● GIVEN TEXT

%%

1993 CONCACAF Gold Cup final
- Event: 1993 CONCACAF Gold Cup
| Mexico | United States |
| Mexico | United States |
| 4 | 0 |
- Date: 25 July 1993
- Venue: Estadio Azteca, Mexico City
- Referee: Robert Sawtell (Canada)
- Attendance: 120,000

= 1993 CONCACAF Gold Cup final =

The 1993 CONCACAF Gold Cup final was an association football match that took place on 25 July 1993 at the Estadio Azteca in Mexico City, Mexico, to determine the winner of the 1993 CONCACAF Gold Cup. This was the second final in the history of CONCACAF Gold Cup and second consecutive final for the United States after they beat Honduras in a penalty shootout in the 1991 final. They faced Mexico, who were making their first appearance in a Gold Cup Final. El Tri won the match 4–0 in front of 120,000 spectators.

%%

● EXERCISES TO COMPLETE
1. In the Gold Cup final text, which team did the United States beat in the 1991 final, and how?
2. Pick up the 1993 Gold Cup final text after its last sentence and write the next part.
The material after this point is separate from the Gold Cup final text.

● DATASET ROWS

%%

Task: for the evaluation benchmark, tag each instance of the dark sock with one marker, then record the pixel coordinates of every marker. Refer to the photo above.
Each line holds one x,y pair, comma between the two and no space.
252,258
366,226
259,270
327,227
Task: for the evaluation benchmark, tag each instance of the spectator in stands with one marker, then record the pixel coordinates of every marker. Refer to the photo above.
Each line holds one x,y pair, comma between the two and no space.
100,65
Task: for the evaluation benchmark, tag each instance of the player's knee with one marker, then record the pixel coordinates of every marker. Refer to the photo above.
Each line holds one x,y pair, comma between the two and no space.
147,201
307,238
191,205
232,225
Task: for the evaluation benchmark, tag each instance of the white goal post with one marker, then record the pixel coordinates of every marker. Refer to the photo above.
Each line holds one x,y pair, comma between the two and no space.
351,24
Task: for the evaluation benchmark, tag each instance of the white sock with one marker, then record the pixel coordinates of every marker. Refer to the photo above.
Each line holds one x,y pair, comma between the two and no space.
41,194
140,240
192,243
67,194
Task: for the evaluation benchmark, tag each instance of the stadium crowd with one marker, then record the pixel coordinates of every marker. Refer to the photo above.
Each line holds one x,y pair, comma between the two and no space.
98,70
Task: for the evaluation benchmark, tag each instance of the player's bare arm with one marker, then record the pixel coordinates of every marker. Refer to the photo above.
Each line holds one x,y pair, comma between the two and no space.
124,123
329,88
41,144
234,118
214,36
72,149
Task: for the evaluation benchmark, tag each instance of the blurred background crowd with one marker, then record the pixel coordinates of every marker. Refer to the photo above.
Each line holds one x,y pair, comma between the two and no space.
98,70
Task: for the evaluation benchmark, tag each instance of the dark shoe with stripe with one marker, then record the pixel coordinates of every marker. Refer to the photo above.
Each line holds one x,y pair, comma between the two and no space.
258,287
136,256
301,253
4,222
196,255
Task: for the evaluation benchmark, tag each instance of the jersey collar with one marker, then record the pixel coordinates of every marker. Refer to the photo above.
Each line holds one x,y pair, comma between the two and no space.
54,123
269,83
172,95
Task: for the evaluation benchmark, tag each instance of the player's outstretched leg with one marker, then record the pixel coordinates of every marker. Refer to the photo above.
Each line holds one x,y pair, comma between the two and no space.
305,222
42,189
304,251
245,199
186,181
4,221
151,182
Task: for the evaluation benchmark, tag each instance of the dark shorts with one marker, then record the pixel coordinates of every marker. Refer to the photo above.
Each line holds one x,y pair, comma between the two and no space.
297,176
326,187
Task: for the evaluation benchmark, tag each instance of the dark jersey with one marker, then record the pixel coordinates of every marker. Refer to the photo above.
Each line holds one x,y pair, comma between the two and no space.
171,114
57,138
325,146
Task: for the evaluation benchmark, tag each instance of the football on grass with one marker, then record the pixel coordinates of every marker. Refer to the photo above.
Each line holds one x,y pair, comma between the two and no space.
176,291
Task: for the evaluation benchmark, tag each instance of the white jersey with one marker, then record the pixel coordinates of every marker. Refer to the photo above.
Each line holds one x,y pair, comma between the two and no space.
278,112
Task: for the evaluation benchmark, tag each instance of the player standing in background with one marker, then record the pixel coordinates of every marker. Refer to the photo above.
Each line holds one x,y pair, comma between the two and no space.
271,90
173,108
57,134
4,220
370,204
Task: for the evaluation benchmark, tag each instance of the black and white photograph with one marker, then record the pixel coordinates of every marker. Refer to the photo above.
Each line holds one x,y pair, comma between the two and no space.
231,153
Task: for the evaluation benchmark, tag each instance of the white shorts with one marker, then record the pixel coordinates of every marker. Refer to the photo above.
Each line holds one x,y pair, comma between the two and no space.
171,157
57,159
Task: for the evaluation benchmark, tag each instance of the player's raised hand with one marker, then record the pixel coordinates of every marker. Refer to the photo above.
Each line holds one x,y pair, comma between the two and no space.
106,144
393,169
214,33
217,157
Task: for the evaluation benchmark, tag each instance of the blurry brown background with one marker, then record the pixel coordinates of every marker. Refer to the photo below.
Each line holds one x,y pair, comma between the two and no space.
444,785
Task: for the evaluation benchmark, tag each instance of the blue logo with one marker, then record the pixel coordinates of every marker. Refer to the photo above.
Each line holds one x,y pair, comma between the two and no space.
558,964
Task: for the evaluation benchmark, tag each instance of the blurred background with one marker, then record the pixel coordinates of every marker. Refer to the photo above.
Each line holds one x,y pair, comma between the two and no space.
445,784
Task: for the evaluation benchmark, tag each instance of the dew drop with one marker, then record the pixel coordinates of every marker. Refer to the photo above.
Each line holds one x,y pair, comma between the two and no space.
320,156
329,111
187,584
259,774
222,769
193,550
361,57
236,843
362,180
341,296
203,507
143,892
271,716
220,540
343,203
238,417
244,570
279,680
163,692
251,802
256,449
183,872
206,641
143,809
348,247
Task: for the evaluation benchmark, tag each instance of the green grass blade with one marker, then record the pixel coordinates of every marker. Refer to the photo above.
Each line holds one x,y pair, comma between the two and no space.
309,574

%%

● RESPONSES TO THE TASKS
1. Honduras, in a penalty shootout.

2.
As the Gold Cup champion, Mexico qualified as the CONCACAF representative in the 1995 King Fahd Cup in Saudi Arabia.

== Background ==
Prior to the match, Mexico were favorites to win it all after Zague had scored 10 goals in every match in the competition they had played except their 1–1 draw with Costa Rica. On the contrary, the United States had won all of their games by 1 goal, and scored a golden goal against Costa Rica in the semi-finals.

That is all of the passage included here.